* **Exercise brief**:
The expected response is the entire set of entries, copied exactly.

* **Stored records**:

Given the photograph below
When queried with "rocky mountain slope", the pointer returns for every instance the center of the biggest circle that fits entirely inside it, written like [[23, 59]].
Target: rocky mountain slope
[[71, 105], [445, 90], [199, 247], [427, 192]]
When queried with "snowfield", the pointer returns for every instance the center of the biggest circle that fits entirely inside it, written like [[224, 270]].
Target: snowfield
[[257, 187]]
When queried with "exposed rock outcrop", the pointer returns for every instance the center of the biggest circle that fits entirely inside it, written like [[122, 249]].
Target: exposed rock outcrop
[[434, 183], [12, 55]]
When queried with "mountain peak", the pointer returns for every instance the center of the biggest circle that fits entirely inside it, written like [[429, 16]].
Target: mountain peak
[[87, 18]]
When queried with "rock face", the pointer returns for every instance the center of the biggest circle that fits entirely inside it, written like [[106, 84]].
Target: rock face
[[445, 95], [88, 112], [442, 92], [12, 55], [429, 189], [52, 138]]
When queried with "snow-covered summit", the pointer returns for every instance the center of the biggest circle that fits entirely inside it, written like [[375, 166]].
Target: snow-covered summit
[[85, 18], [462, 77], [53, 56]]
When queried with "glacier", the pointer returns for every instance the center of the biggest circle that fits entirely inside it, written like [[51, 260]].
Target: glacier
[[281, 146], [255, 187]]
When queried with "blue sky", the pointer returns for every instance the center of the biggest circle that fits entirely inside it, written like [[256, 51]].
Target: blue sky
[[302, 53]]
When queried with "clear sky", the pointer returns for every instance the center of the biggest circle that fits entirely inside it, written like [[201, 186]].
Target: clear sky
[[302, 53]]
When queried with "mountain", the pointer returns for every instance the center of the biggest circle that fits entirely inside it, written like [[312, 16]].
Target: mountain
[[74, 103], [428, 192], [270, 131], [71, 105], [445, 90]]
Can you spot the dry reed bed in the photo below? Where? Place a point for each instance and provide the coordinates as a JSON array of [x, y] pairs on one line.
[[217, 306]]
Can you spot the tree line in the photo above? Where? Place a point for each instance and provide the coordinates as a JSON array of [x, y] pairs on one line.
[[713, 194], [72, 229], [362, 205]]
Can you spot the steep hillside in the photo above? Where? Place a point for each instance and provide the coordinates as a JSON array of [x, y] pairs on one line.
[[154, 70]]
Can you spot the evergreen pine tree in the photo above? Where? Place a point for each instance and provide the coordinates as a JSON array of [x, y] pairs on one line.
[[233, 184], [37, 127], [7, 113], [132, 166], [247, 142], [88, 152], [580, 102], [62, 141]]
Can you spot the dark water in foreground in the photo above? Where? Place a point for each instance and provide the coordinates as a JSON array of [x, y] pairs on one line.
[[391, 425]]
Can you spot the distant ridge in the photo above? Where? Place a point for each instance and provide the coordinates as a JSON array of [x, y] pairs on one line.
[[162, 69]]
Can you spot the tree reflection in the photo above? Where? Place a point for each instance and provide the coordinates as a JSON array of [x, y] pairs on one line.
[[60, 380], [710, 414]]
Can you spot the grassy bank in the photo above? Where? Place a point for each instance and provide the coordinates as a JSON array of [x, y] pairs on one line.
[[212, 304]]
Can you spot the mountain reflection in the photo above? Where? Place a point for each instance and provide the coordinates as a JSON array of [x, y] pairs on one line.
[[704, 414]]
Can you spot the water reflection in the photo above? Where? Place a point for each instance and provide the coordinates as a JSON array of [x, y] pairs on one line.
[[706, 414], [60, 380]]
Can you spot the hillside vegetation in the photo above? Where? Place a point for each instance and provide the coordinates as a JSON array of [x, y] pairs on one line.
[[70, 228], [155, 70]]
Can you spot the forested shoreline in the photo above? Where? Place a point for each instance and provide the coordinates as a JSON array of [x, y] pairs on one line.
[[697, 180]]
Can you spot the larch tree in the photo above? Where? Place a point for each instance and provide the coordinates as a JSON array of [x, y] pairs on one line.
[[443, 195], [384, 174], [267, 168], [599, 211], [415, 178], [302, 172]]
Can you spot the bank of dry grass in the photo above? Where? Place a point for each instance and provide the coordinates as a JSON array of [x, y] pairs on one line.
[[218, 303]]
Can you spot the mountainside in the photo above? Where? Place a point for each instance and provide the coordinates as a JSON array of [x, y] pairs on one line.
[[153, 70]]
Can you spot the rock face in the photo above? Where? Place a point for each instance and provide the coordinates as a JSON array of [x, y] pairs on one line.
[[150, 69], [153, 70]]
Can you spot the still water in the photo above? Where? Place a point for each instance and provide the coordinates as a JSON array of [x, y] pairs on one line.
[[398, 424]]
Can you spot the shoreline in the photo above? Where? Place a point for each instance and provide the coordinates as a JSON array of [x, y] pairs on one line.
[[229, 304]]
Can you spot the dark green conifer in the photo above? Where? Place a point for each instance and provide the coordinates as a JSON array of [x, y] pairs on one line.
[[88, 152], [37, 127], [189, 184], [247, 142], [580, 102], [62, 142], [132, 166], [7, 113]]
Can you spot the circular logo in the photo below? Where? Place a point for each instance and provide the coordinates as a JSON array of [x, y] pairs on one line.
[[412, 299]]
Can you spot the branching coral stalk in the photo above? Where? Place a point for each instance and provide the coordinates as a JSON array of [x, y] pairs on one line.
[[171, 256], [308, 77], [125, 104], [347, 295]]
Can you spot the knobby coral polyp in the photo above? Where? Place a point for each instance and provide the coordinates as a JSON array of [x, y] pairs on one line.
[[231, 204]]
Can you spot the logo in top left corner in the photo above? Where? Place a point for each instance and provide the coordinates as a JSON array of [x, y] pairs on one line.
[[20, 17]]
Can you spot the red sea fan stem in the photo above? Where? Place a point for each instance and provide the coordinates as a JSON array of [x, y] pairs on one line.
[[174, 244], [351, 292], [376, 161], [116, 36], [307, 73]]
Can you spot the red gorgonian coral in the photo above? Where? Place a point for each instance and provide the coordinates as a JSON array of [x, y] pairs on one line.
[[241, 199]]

* **Solved problem**:
Given the photograph below
When queried with "rocky mountain slope", the pointer returns for every instance the center of the biggest circle that fits entirely inside it, written like [[23, 59]].
Target: rocky mountain slope
[[71, 105], [445, 90], [199, 247], [427, 192]]
When queried with "snowfield", the pointer returns for every instance the center of the biggest circle that fits entirely inside it, written like [[224, 270]].
Target: snowfield
[[257, 187]]
When queried with "exposed rock outcrop", the pointer returns for every instance the center of the biggest circle that fits entirely inside it, written like [[122, 249]].
Target: exposed rock outcrop
[[434, 183], [12, 55]]
When queried with "mountain peak", the pointer returns for every instance the center of the biggest circle that fits entirely inside it, written like [[429, 16]].
Target: mountain peak
[[87, 18]]
When queried with "rock face", the pointer returns for every instance the center of the biggest circle that fits entirely inside it, written like [[106, 84]].
Target: rock face
[[445, 95], [88, 112], [442, 92], [12, 55], [429, 189], [52, 138]]
When queried with "snow-covered summit", the pointer returns for every instance the center of the biggest circle that fits entirely inside it, written like [[375, 166]].
Target: snow-covered summit
[[85, 18], [462, 77], [53, 56]]
When queried with "glacier", the pointer returns for every instance the center of the biggest circle that fits entirely inside it, written like [[51, 260]].
Target: glacier
[[281, 146], [255, 187]]
When queried with "blue sky", the pointer returns for every instance the center of the biggest circle that fits entirely inside it, written like [[256, 51]].
Target: blue sky
[[302, 53]]
When queried with "clear sky", the pointer returns for every instance the center of the biggest circle that fits entirely inside it, written like [[201, 186]].
Target: clear sky
[[302, 53]]
When queried with "mountain", the pointer returns for every instance the center of the biggest circle that fits entirely inside it, written like [[312, 16]].
Target: mountain
[[74, 103], [428, 192], [270, 131], [71, 105], [445, 90]]
Can you spot the dry reed bed in the photo below? Where? Place a point for each instance and provide the coordinates as a JSON array of [x, y] pairs on one line.
[[217, 306]]
Can you spot the tree line in the photo above? Where? Place a point for each instance and provide the coordinates as a JSON array of [x, y] pairs on one line.
[[713, 194], [72, 229], [362, 205]]
Can you spot the steep hillside in the photo above? Where? Place a point for each instance and provide the coordinates as a JSON array of [x, y] pairs on one line.
[[154, 70]]
Can you spot the evergreen pine tree in the photo above? Where? Place a point for each instance and provide the coordinates as a JSON array of [x, y] pairs on one line.
[[233, 184], [37, 127], [7, 113], [132, 166], [247, 142], [88, 152], [580, 102], [62, 141]]
Can you spot the dark water in foreground in the photo above? Where? Place a point for each instance and provide the coordinates as a JSON array of [x, y] pairs on one line.
[[391, 425]]
Can you spot the distant ridge in the photo above? Where? Place a point for each instance and provide the coordinates as a JSON array of [x, y] pairs on one line.
[[162, 69]]
Can you spot the tree reflection in the photo above? Where? Place a point for each instance and provide the coordinates as a JSON array of [x, y] pairs on one line.
[[60, 380], [710, 414]]
Can you spot the grassy bank in the photo above? Where? Place a point for each instance and provide the coordinates as a JSON array of [x, y] pairs on one line.
[[212, 304]]
Can you spot the mountain reflection in the photo above? Where? Place a point for each instance and provide the coordinates as a JSON array of [x, y] pairs on one line.
[[704, 414]]
Can you spot the water reflection in the photo above? Where? Place a point for each instance and provide the coordinates as a JSON array of [x, y] pairs on one line.
[[706, 414], [60, 380]]
Can you spot the hillside vegetation in the photo above? Where? Place a point for each instance and provide the coordinates as a JSON array of [x, y] pairs on one line.
[[70, 228], [155, 70]]
Can you spot the forested shoreline in the photo above? Where? Place a point for each instance and provide the coordinates as a JSON array of [x, y] pairs on one line.
[[697, 180]]
Can you spot the larch tree in the photo above? Where? Place a point for each instance and provide the coordinates as a JSON array of [x, y] pairs on one line.
[[443, 195], [384, 174], [267, 168], [599, 211], [415, 178], [302, 172]]
Can you spot the bank of dry grass in the photo above? Where? Place a point for each instance and provide the coordinates as a JSON array of [x, y] pairs on one line.
[[218, 303]]
Can you spot the mountainside in the photo above? Where? Place a point for each instance and provide the coordinates as a JSON array of [x, y] pairs on one line.
[[153, 70]]
Can you spot the rock face in the photo above? Where? Place a point for each instance and provide the coordinates as a JSON array of [x, y] pairs on one line.
[[150, 69], [153, 70]]
Can you spot the still water in the photo above? Where? Place a point for each instance and provide the coordinates as a JSON array of [x, y] pairs on one line.
[[398, 424]]
Can you spot the shoreline in the photo above? Where? Place a point for each instance and provide the coordinates as a JSON array of [x, y] pairs on one line.
[[229, 304]]
Can you spot the dark green conifer in the photo above? Where? Place a point for each instance and provide the coordinates as a JSON array of [x, y] pairs on one line.
[[88, 152], [37, 127], [189, 184], [247, 142], [580, 102], [62, 142], [132, 166], [7, 113]]
Can you spot the circular logo in the photo below? Where? Place a point for each instance and provide the coordinates as a JSON array of [x, y] pairs on one line.
[[412, 299]]
Can you spot the branching coral stalk in the photo above? Where? Place a point for each instance and provide the coordinates as a JSON array of [x, y] pairs on one line.
[[171, 256], [308, 77], [125, 104], [347, 295]]
Can you spot the knobby coral polyp in the photo above? Where? Place a point for each instance and provide the coordinates as a JSON array of [x, y] pairs on one line.
[[231, 204]]
Can you spot the logo in top left corner in the photo above? Where? Place a point for each instance and provide the coordinates as a JSON array of [x, y] pairs on one line.
[[20, 17]]
Can you spot the red sea fan stem in the photo above? Where? Place a point for each instance and provide the coordinates as a JSON array of [x, y] pairs on one line.
[[174, 244], [351, 292], [376, 161], [116, 36], [307, 73]]
Can you spot the red gorgonian coral in the photo above? Where? Place a point for each instance and provide the coordinates as a JSON array of [x, y] pairs on one line.
[[241, 199]]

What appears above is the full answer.